▸ REQUIRED WORK:
Every entry must be output exactly as it is written.

Stored data entries

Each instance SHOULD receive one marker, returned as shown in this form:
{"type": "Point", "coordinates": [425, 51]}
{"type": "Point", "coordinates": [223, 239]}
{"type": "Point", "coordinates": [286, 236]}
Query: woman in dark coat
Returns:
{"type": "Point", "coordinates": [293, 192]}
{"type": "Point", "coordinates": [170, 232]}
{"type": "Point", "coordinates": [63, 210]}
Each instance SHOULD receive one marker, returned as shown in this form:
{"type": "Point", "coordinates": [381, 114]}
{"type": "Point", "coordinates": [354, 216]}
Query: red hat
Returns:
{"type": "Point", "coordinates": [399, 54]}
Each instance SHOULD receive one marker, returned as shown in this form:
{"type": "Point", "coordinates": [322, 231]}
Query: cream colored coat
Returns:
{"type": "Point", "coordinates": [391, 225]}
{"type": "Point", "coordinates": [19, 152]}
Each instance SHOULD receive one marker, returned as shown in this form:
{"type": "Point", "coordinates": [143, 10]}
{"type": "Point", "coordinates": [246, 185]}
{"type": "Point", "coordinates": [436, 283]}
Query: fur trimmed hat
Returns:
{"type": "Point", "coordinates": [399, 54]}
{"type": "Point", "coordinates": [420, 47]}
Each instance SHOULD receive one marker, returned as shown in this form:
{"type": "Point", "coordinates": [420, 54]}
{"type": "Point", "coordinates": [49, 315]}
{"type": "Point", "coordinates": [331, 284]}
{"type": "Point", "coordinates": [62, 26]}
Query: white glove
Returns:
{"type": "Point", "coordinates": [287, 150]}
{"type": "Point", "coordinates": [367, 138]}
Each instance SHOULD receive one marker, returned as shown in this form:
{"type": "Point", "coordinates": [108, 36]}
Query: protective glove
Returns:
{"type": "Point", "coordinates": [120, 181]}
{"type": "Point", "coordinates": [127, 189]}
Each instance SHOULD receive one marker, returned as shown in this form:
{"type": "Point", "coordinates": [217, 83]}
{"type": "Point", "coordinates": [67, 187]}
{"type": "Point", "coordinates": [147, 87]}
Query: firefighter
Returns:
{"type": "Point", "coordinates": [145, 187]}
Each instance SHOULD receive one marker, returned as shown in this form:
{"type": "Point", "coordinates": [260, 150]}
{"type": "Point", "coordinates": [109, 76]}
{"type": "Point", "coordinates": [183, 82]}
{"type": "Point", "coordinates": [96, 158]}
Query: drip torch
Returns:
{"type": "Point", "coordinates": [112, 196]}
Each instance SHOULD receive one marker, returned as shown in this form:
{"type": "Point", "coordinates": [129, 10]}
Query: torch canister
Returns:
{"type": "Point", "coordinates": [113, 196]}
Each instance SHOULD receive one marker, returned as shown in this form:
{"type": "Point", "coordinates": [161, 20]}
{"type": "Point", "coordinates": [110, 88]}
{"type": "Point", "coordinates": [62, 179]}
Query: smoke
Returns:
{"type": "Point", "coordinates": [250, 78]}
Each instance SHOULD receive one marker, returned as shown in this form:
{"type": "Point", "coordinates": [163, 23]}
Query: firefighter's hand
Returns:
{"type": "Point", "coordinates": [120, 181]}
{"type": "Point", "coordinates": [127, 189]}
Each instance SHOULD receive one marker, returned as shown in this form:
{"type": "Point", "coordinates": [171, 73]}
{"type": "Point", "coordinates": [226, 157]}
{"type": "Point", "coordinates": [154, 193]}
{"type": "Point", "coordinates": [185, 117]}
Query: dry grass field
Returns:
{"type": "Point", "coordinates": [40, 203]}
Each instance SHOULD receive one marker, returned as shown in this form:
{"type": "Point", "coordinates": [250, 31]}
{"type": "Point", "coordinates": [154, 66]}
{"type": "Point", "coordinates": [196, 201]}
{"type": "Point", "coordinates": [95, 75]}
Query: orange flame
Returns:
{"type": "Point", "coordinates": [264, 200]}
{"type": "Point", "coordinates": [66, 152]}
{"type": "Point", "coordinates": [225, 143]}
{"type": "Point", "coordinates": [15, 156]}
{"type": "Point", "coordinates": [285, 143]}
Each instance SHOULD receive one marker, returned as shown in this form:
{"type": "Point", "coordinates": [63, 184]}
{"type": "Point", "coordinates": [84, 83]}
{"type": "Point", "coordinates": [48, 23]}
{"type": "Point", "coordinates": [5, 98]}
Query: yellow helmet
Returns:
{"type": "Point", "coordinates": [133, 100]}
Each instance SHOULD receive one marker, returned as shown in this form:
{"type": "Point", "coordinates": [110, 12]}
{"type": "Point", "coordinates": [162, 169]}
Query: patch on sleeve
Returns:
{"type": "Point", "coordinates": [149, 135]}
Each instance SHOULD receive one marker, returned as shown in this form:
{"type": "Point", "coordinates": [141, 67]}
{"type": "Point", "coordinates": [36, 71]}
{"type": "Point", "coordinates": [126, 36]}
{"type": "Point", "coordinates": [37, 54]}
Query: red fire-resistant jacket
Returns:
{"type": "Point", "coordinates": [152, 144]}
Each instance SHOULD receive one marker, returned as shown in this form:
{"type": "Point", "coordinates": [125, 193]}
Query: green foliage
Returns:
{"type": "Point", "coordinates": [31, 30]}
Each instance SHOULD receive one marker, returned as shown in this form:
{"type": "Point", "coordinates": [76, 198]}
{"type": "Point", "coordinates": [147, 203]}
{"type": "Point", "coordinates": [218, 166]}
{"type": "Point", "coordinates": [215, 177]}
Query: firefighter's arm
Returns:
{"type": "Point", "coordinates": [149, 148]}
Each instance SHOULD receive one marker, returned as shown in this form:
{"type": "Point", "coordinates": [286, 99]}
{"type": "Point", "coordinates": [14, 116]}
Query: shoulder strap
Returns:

▸ RESULT OF THIS TASK:
Each instance SHOULD receive one marker, returned as shown in this form:
{"type": "Point", "coordinates": [425, 51]}
{"type": "Point", "coordinates": [223, 239]}
{"type": "Point", "coordinates": [286, 236]}
Query: woman in dark coat
Returns:
{"type": "Point", "coordinates": [293, 192]}
{"type": "Point", "coordinates": [170, 232]}
{"type": "Point", "coordinates": [63, 210]}
Each instance SHOULD receive one marker, returned as shown in this form:
{"type": "Point", "coordinates": [381, 114]}
{"type": "Point", "coordinates": [354, 216]}
Query: red hat
Returns:
{"type": "Point", "coordinates": [399, 54]}
Each instance SHOULD receive one marker, returned as shown in this form:
{"type": "Point", "coordinates": [322, 231]}
Query: cream colored coat
Returns:
{"type": "Point", "coordinates": [391, 225]}
{"type": "Point", "coordinates": [19, 152]}
Each instance SHOULD receive one marker, returned as shown in this form:
{"type": "Point", "coordinates": [143, 10]}
{"type": "Point", "coordinates": [246, 185]}
{"type": "Point", "coordinates": [436, 283]}
Query: fur trimmed hat
Returns:
{"type": "Point", "coordinates": [399, 54]}
{"type": "Point", "coordinates": [420, 47]}
Each instance SHOULD receive one marker, returned as shown in this form:
{"type": "Point", "coordinates": [420, 54]}
{"type": "Point", "coordinates": [49, 315]}
{"type": "Point", "coordinates": [331, 284]}
{"type": "Point", "coordinates": [62, 26]}
Query: white glove
Returns:
{"type": "Point", "coordinates": [287, 150]}
{"type": "Point", "coordinates": [367, 138]}
Each instance SHOULD receive one marker, returned as shown in this form:
{"type": "Point", "coordinates": [108, 36]}
Query: protective glove
Returns:
{"type": "Point", "coordinates": [120, 181]}
{"type": "Point", "coordinates": [127, 189]}
Each instance SHOULD receive one marker, returned as shown in this form:
{"type": "Point", "coordinates": [217, 83]}
{"type": "Point", "coordinates": [67, 187]}
{"type": "Point", "coordinates": [147, 87]}
Query: firefighter
Returns:
{"type": "Point", "coordinates": [145, 187]}
Each instance SHOULD receive one marker, returned as shown in this form:
{"type": "Point", "coordinates": [260, 150]}
{"type": "Point", "coordinates": [109, 76]}
{"type": "Point", "coordinates": [183, 82]}
{"type": "Point", "coordinates": [96, 158]}
Query: drip torch
Returns:
{"type": "Point", "coordinates": [112, 196]}
Each instance SHOULD receive one marker, returned as shown in this form:
{"type": "Point", "coordinates": [129, 10]}
Query: torch canister
Returns:
{"type": "Point", "coordinates": [113, 196]}
Each instance SHOULD receive one marker, returned as shown in this form:
{"type": "Point", "coordinates": [161, 20]}
{"type": "Point", "coordinates": [110, 88]}
{"type": "Point", "coordinates": [62, 179]}
Query: smoke
Returns:
{"type": "Point", "coordinates": [250, 78]}
Each instance SHOULD receive one marker, returned as shown in this form:
{"type": "Point", "coordinates": [163, 23]}
Query: firefighter's hand
Returns:
{"type": "Point", "coordinates": [120, 181]}
{"type": "Point", "coordinates": [127, 189]}
Each instance SHOULD receive one marker, returned as shown in this form:
{"type": "Point", "coordinates": [171, 73]}
{"type": "Point", "coordinates": [226, 157]}
{"type": "Point", "coordinates": [154, 193]}
{"type": "Point", "coordinates": [185, 117]}
Query: dry grass field
Returns:
{"type": "Point", "coordinates": [40, 203]}
Each instance SHOULD receive one marker, returned as shown in this form:
{"type": "Point", "coordinates": [250, 31]}
{"type": "Point", "coordinates": [154, 66]}
{"type": "Point", "coordinates": [196, 201]}
{"type": "Point", "coordinates": [95, 75]}
Query: orange flame
Returns:
{"type": "Point", "coordinates": [264, 200]}
{"type": "Point", "coordinates": [66, 152]}
{"type": "Point", "coordinates": [225, 143]}
{"type": "Point", "coordinates": [15, 156]}
{"type": "Point", "coordinates": [285, 143]}
Each instance SHOULD receive one marker, returned as shown in this form:
{"type": "Point", "coordinates": [63, 184]}
{"type": "Point", "coordinates": [84, 83]}
{"type": "Point", "coordinates": [48, 23]}
{"type": "Point", "coordinates": [5, 98]}
Query: yellow helmet
Returns:
{"type": "Point", "coordinates": [133, 100]}
Each instance SHOULD receive one marker, returned as shown in this form:
{"type": "Point", "coordinates": [110, 12]}
{"type": "Point", "coordinates": [162, 169]}
Query: patch on sleeve
Returns:
{"type": "Point", "coordinates": [149, 135]}
Each instance SHOULD receive one marker, returned as shown in this form:
{"type": "Point", "coordinates": [141, 67]}
{"type": "Point", "coordinates": [36, 71]}
{"type": "Point", "coordinates": [126, 36]}
{"type": "Point", "coordinates": [37, 54]}
Query: red fire-resistant jacket
Returns:
{"type": "Point", "coordinates": [152, 144]}
Each instance SHOULD receive one marker, returned as shown in this form:
{"type": "Point", "coordinates": [125, 193]}
Query: green foliage
Returns:
{"type": "Point", "coordinates": [31, 30]}
Each instance SHOULD receive one marker, returned as shown in this form:
{"type": "Point", "coordinates": [76, 198]}
{"type": "Point", "coordinates": [147, 203]}
{"type": "Point", "coordinates": [218, 166]}
{"type": "Point", "coordinates": [215, 177]}
Query: firefighter's arm
Returns:
{"type": "Point", "coordinates": [149, 148]}
Each instance SHOULD receive one marker, returned as shown in this form:
{"type": "Point", "coordinates": [286, 99]}
{"type": "Point", "coordinates": [14, 116]}
Query: shoulder strap
Returns:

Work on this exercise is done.